(Set task): Report each line of the records below that contains the string "dress", copying every such line in full. Matching is case-sensitive.

··· Material ···

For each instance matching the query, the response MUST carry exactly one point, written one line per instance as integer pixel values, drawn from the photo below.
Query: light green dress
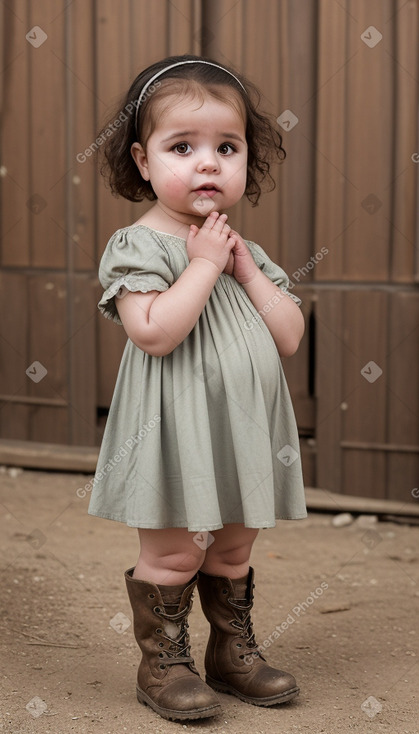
(206, 435)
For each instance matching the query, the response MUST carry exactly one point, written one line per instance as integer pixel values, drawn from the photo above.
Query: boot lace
(243, 623)
(178, 650)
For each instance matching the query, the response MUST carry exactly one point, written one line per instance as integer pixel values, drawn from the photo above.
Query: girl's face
(195, 159)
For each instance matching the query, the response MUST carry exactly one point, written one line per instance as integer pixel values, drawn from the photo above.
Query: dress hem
(200, 528)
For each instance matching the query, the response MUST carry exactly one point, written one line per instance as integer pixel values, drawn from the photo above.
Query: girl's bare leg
(168, 556)
(171, 556)
(229, 554)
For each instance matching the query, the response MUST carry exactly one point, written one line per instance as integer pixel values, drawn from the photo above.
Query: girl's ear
(140, 158)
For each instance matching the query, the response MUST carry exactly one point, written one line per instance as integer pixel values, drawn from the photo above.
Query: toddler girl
(200, 448)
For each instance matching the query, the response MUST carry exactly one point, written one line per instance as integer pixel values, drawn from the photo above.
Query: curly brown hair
(124, 127)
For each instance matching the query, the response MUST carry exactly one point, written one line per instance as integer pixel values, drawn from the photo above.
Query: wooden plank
(47, 97)
(17, 51)
(405, 184)
(403, 395)
(14, 361)
(113, 28)
(52, 456)
(369, 120)
(331, 221)
(330, 355)
(365, 335)
(83, 177)
(47, 344)
(297, 368)
(82, 364)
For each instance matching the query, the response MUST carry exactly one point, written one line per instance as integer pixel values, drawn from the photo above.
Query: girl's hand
(244, 267)
(212, 242)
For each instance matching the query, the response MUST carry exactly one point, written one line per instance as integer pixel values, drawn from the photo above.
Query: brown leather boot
(167, 678)
(232, 661)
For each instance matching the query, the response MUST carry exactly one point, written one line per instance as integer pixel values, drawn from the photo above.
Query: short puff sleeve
(272, 270)
(134, 259)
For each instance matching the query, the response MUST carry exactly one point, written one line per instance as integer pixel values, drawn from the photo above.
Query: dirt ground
(344, 602)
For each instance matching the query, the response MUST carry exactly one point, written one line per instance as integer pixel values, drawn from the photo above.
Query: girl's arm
(280, 313)
(157, 322)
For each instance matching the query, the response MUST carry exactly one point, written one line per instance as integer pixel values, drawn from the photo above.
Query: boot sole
(174, 715)
(267, 701)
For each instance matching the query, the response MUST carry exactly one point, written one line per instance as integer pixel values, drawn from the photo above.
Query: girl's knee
(172, 550)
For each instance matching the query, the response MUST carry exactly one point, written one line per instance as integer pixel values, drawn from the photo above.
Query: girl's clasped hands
(217, 242)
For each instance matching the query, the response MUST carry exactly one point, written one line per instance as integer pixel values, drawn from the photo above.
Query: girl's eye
(182, 148)
(226, 149)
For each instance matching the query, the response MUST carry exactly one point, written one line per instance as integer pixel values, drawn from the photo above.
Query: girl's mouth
(207, 190)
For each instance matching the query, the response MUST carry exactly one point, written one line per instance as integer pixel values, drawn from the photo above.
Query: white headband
(172, 66)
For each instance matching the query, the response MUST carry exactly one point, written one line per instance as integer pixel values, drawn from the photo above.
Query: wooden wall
(349, 185)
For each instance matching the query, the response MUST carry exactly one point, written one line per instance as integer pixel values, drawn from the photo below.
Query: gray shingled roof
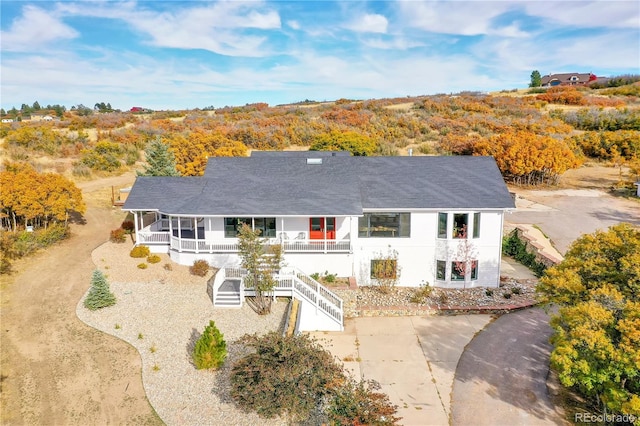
(281, 185)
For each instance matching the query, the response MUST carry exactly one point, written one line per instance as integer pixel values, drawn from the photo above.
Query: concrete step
(228, 298)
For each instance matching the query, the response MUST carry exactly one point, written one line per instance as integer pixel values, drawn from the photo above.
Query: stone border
(537, 243)
(373, 311)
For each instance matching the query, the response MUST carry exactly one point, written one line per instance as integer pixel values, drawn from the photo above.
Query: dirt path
(55, 369)
(501, 378)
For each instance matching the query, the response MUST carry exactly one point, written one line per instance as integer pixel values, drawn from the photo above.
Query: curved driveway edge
(501, 378)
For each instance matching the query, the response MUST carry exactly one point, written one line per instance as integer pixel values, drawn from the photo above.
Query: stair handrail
(332, 301)
(217, 282)
(327, 301)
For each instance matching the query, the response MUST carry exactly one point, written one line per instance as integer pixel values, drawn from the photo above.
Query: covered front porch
(219, 234)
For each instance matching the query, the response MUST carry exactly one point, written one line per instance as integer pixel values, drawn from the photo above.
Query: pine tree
(161, 161)
(536, 79)
(210, 350)
(99, 295)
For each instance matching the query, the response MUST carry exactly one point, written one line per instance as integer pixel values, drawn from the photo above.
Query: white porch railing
(158, 233)
(299, 246)
(292, 282)
(153, 237)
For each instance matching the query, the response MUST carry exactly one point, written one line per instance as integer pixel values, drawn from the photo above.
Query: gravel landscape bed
(368, 301)
(161, 311)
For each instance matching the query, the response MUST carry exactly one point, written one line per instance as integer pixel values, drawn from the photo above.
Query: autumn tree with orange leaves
(37, 199)
(193, 151)
(528, 158)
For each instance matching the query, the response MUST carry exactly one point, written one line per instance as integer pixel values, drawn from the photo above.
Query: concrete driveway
(564, 215)
(501, 378)
(413, 358)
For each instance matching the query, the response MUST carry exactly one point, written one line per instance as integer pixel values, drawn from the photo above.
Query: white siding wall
(417, 255)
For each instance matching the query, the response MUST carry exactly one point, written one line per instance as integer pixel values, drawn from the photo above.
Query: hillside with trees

···

(Task answer):
Query: light green dress
Query: dress hem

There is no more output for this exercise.